▶ [Text to read]:

○ ○ ○ ○ ○

UNITED STATES
SECURITIES AND EXCHANGE COMMISSION
Washington, D.C. 20549
FORM 6-K
REPORT OF FOREIGN PRIVATE ISSUER PURSUANT TO
RULE 13a-16 OR 15d-16
UNDER THE SECURITIES EXCHANGE ACT OF 1934
For the month of April 2026
Commission File Number: 001-41324
AKANDA CORP.
(Name of registrant)
c/o Gowling WLG (Canada) LLP
100 King St. W, Suite 1600
Toronto, ON M5X 1G5, Canada
(Address of principal executive office)
Indicate by check mark whether the registrant files or will file annual
reports under cover of Form 20-F or Form 40-F.
☒
Form 20-F ☐
Form 40-F
INFORMATION CONTAINED IN THIS FORM 6-K REPORT
Attached hereto as Exhibit 99.1 and incorporated by
reference herein are Akanda Corp.’s press release, dated April 9, 2026. The Company shall furnish the Articles of Amendment in a
subsequent Report on Form 6-K as soon as they become available.
The press release furnished in this report as Exhibit
99.1 shall not be deemed to be “filed” for the purposes of Section 18 of the Securities Exchange Act of 1934 or otherwise
subject to the liabilities of that section.
Exhibit
Number |
|
Description |
| 99.1 |
|
Press Release, dated April 9, 2026, Announcing Share Consolidation |
SIGNATURES
Pursuant to the requirements
of the Securities Exchange Act of 1934, the registrant has duly caused this report to be signed on its behalf by the undersigned, thereunto
duly authorized.

○ ○ ○ ○ ○

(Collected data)
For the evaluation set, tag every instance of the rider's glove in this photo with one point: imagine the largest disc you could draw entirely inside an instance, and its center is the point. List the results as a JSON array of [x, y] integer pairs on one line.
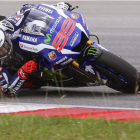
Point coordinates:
[[26, 69], [64, 5], [92, 52]]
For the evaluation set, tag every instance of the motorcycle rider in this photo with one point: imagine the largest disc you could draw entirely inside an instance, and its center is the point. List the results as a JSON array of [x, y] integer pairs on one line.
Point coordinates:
[[11, 83]]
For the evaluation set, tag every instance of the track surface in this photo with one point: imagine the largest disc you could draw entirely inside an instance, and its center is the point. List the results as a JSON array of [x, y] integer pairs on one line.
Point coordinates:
[[117, 26]]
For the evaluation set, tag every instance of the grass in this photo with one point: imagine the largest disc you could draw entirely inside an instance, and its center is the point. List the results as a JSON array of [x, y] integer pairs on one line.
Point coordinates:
[[43, 128]]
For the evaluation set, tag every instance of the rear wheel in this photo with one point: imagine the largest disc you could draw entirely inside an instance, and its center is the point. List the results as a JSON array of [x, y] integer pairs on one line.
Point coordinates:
[[120, 74]]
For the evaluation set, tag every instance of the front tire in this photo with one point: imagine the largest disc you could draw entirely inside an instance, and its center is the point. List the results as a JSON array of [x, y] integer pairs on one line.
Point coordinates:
[[119, 68]]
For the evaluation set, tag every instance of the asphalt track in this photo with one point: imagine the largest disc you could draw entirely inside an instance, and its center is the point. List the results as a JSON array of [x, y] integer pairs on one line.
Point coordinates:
[[117, 26]]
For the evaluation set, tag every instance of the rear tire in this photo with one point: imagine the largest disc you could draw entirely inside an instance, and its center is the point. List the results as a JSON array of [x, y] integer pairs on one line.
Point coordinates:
[[122, 68]]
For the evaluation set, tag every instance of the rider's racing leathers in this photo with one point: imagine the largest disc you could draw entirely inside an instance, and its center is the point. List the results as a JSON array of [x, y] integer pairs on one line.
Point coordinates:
[[13, 28]]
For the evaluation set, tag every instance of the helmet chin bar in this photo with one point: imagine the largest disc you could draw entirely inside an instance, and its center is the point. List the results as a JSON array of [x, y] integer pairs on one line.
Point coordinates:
[[5, 39]]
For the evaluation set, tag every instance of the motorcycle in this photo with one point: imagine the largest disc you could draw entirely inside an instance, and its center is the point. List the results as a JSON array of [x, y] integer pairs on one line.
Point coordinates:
[[58, 40]]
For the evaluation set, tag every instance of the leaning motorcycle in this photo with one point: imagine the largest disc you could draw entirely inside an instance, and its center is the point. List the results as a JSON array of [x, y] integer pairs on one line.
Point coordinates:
[[59, 42]]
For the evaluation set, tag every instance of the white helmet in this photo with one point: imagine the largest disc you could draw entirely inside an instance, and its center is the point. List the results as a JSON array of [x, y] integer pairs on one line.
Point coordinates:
[[5, 45]]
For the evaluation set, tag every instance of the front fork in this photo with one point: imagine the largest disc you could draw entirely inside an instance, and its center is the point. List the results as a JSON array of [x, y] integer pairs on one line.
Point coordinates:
[[88, 69]]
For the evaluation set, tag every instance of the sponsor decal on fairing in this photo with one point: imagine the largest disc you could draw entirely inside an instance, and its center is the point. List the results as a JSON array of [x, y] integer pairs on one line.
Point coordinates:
[[28, 48], [52, 55], [55, 24], [44, 9], [75, 16], [61, 60], [89, 68], [74, 39], [67, 62]]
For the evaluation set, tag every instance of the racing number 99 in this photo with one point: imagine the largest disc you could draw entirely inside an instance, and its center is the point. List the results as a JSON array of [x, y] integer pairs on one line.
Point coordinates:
[[62, 37]]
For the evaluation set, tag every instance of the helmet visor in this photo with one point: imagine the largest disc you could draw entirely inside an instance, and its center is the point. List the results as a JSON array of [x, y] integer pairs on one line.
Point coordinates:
[[4, 50]]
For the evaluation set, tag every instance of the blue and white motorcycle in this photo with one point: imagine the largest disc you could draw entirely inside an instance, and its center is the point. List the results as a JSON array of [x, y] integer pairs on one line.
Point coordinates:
[[58, 42]]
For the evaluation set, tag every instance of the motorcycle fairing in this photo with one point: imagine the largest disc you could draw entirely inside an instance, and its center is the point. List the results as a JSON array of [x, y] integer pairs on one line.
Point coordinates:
[[54, 51]]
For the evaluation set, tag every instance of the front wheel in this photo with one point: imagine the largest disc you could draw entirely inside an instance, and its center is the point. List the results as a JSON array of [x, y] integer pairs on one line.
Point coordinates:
[[120, 74]]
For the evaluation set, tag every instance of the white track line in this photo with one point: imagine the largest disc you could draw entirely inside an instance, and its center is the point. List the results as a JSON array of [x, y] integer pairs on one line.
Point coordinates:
[[16, 107]]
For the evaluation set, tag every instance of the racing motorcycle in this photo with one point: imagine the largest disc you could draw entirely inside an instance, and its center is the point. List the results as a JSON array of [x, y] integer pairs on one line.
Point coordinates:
[[58, 42]]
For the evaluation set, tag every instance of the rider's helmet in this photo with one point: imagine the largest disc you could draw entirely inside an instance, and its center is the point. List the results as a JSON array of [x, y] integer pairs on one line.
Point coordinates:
[[5, 46]]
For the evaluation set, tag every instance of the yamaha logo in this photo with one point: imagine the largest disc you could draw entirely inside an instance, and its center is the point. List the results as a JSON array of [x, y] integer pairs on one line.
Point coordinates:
[[29, 38]]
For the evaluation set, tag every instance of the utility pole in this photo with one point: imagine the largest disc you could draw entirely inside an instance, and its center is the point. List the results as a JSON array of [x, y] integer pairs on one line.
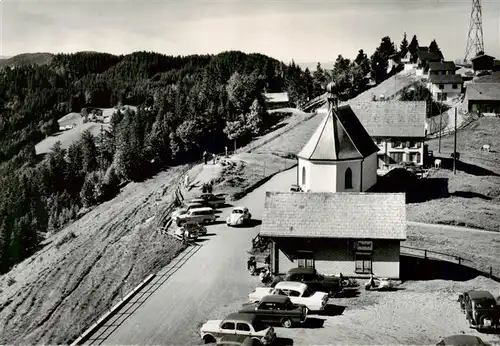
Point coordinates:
[[455, 145]]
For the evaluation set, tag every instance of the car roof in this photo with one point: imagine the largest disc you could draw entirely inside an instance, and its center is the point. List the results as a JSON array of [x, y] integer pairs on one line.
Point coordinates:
[[299, 286], [274, 298], [301, 271], [480, 295], [241, 317], [461, 340], [202, 209]]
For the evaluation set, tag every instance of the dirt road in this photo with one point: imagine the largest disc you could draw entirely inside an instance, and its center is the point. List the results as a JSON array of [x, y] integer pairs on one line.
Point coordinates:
[[213, 278], [215, 282]]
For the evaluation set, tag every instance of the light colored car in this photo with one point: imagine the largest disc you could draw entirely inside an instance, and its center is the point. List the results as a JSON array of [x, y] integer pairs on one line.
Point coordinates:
[[298, 292], [186, 208], [199, 215], [239, 216], [237, 324]]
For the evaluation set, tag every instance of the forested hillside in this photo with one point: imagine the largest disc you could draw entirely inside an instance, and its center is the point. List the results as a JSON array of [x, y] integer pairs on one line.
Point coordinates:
[[185, 105]]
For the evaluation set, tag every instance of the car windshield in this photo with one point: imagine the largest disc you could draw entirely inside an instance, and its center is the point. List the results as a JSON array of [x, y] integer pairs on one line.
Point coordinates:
[[258, 326]]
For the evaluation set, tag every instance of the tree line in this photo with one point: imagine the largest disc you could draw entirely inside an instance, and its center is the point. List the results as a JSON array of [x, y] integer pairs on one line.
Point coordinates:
[[185, 105]]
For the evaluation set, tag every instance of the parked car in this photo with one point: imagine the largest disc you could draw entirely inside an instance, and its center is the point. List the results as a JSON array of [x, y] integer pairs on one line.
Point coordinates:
[[481, 309], [230, 340], [209, 199], [461, 340], [298, 293], [276, 309], [199, 215], [315, 281], [186, 208], [195, 226], [238, 324], [239, 216]]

○ ○ ○ ○ ○

▶ [Tasks to carry out]:
a. From the Akanda Corp. Form 6-K filing, return the passage starting at "(Name of registrant)" and ending at "they become available.".
b. Supply the next part of the Akanda Corp. Form 6-K filing, going on from the end of its last sentence.
The records are separate material and are not part of the Akanda Corp. Form 6-K filing.

▶ [Written answers]:
a.
(Name of registrant)
c/o Gowling WLG (Canada) LLP
100 King St. W, Suite 1600
Toronto, ON M5X 1G5, Canada
(Address of principal executive office)
Indicate by check mark whether the registrant files or will file annual
reports under cover of Form 20-F or Form 40-F.
☒
Form 20-F ☐
Form 40-F
INFORMATION CONTAINED IN THIS FORM 6-K REPORT
Attached hereto as Exhibit 99.1 and incorporated by
reference herein are Akanda Corp.’s press release, dated April 9, 2026. The Company shall furnish the Articles of Amendment in a
subsequent Report on Form 6-K as soon as they become available.

b.
| |
AKANDA CORP. |
| |
(Registrant) |
| |
|
|
| Date: April 9, 2026 |
By: |
/s/ Katie Field |
| |
|
Name: |
Katie Field |
| |
|
Title: |
Interim Chief Executive Officer and Director |
2
Exhibit 99.1
Akanda Corp. Announces Reverse Stock Split
TORONTO, ON April 9, 2026 — Akanda Corp.
(NASDAQ: AKAN) (the “Company” or “Akanda”), today announced that it expects to implement a 1-for-4.5 reverse stock
split of the Company’s common shares effective April 13, 2026. The reverse stock split was previously approved by the Company’s
shareholders on November 28, 2025 and Board of Directors on March 23, 2026 and will begin trading on an adjusted basis giving effect to
the reverse stock split at the opening of market on April 13, 2026 under the existing ticker symbol “AKAN”. The new CUSIP
number of the Company’s common shares will be 00971M700 and the new ISIN code will be CA00971M7008.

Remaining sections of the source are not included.